Exercise: Using the February 2018 alert on the Low Volume Appeals Settlement Option below, mark each statement yes or no and quote the words that decide it. (a) Partially denied claims qualify for the LVA settlement process. (b) The 15-day response periods are counted in calendar days. (c) The LVA Eligibility Determination Request should be submitted as a PDF.

Passage for review:
== Segment start ==
Alerts
February 2018
The Medicare Learning Network (MLN) recently held a second call, where it answered questions live about the Low Volume Appeals (LVA) Settlement Option and revealed more information that providers considering the option need to know. 

The details revealed during the February 13 discussion include:  

LVA Eligibility
  • Emphasis that eligibility amount turns on the billed amount not the allowable amount for claims in the appeal.
  • Partially denied claims are not eligible for the LVA settlement process.
  • For purposes of the LVA settlement option, the Centers for Medicare and Medicaid Services (CMS) will not be reviewing documentation for medical necessity, only appeal eligibility.
  • There is no time limit for how old the appeals may be, only an appeal filing cut-off date of November 3, 2017.
 Submission of EOI and Responses
  • There are no ramifications for submitting an Expression of Interest (EOI) to CMS to find out if there are any eligible appeals for the particular National Provider Identifier (NPI) number.
  • To submit the LVA Eligibility Determination Request, submit the excel spreadsheet only, not the PDF.
  • Mandated response periods of 15 days refer to calendar days (i.e. 15 calendar days).
  • On the EOI, submit the NPI that was submitted on appeal to ALJ or Council.
== Segment end ==
Data for analysis:
== Segment start ==
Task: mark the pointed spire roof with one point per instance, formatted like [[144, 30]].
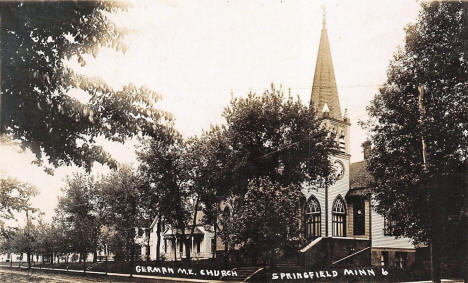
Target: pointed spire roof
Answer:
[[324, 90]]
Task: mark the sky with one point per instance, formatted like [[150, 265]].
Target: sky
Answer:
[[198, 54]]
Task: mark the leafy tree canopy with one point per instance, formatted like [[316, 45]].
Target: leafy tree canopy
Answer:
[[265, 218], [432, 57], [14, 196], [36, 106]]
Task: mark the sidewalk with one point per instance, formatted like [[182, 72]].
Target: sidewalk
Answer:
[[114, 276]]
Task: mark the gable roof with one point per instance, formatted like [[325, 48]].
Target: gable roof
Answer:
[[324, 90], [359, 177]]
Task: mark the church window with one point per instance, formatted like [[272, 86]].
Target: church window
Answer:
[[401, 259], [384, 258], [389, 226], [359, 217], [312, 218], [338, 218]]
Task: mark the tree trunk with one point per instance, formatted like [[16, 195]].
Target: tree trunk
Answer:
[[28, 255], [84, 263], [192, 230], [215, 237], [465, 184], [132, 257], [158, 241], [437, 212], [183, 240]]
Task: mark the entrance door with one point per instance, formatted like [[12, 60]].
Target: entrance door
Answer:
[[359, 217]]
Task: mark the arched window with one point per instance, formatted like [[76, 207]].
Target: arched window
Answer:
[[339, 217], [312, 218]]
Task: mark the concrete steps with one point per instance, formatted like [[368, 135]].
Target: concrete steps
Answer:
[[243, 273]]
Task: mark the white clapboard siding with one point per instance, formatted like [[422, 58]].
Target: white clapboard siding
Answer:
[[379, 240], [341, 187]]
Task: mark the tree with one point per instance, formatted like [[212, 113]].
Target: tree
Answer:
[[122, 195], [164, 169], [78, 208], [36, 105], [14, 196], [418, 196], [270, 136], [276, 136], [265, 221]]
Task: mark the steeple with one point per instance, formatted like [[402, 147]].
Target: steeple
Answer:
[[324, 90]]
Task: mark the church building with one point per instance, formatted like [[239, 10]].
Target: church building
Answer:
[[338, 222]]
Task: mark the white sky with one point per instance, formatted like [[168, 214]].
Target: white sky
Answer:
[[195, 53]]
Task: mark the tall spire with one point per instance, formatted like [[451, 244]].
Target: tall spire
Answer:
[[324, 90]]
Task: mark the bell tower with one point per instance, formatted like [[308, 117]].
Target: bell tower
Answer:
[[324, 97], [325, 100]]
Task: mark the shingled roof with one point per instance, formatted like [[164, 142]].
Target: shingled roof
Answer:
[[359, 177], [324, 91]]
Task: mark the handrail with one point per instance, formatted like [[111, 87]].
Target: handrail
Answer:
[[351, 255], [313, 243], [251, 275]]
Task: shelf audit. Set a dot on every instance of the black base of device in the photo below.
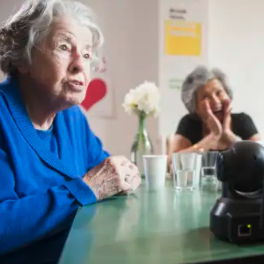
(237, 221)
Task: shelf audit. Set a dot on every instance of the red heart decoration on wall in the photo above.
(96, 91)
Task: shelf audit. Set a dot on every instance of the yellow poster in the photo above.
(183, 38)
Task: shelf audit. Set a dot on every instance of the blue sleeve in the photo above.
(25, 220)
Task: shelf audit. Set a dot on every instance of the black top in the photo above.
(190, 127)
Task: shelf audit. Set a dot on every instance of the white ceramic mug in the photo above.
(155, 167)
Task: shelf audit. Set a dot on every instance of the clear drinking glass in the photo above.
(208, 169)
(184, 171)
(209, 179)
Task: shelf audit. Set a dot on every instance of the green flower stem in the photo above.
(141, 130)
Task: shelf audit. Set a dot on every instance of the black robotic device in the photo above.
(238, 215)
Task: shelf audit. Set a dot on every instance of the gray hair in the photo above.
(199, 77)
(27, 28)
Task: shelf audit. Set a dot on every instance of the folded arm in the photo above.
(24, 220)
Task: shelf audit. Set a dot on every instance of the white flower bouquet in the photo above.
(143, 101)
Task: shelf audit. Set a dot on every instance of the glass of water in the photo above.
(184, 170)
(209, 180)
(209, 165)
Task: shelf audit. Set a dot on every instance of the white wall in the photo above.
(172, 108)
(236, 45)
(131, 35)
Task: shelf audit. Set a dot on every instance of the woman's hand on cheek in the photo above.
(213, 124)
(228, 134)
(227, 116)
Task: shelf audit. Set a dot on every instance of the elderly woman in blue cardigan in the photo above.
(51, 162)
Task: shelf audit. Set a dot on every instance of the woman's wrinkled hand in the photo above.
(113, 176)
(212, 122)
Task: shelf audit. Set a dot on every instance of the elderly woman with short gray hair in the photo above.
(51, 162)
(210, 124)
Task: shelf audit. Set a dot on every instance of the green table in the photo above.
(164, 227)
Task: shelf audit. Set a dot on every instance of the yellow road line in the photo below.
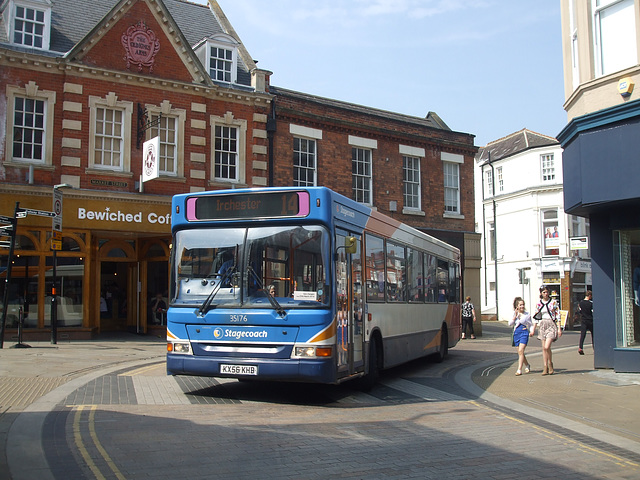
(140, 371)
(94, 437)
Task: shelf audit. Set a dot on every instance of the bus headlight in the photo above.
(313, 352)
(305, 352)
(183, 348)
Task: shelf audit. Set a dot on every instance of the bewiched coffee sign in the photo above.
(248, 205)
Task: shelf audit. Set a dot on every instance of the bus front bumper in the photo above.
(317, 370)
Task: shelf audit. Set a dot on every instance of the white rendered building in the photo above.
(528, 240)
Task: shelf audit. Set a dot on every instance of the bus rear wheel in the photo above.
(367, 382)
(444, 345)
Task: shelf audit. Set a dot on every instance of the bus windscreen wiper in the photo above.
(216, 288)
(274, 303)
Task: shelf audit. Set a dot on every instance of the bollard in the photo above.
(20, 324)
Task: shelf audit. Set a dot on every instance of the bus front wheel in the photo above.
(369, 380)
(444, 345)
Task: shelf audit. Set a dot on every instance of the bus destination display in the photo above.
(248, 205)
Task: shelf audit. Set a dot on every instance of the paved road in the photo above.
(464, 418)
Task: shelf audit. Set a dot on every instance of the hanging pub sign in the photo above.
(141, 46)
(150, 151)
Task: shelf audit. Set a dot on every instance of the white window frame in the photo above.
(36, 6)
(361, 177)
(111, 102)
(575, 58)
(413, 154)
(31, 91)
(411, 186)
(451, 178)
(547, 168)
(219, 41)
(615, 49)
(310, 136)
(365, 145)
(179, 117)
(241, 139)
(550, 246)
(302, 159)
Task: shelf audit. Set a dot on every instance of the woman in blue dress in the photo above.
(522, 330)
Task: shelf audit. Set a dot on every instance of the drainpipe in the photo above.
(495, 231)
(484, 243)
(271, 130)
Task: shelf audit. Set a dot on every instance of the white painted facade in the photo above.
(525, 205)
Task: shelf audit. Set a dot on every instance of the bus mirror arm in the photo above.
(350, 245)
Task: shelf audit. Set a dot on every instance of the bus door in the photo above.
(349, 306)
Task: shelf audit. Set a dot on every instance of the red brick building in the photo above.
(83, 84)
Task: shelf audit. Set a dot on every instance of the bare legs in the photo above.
== Segment end ==
Written solution:
(a) No: "Partially denied claims are not eligible for the LVA settlement process."
(b) Yes: "Mandated response periods of 15 days refer to calendar days (i.e. 15 calendar days)."
(c) No: "submit the excel spreadsheet only, not the PDF."